= Given exercise =
Please rewrite these rows with "blue face mask" changed to "white face mask", leaving everything else as it is.

= Provided entries =
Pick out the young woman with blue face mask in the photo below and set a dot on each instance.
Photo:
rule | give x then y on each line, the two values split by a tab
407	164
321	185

= Solution below =
Pick out the young woman with white face mask in the photo below and set a dot on each instance.
Photo:
rule | give x then y on each line, the two values split by a tab
407	164
321	185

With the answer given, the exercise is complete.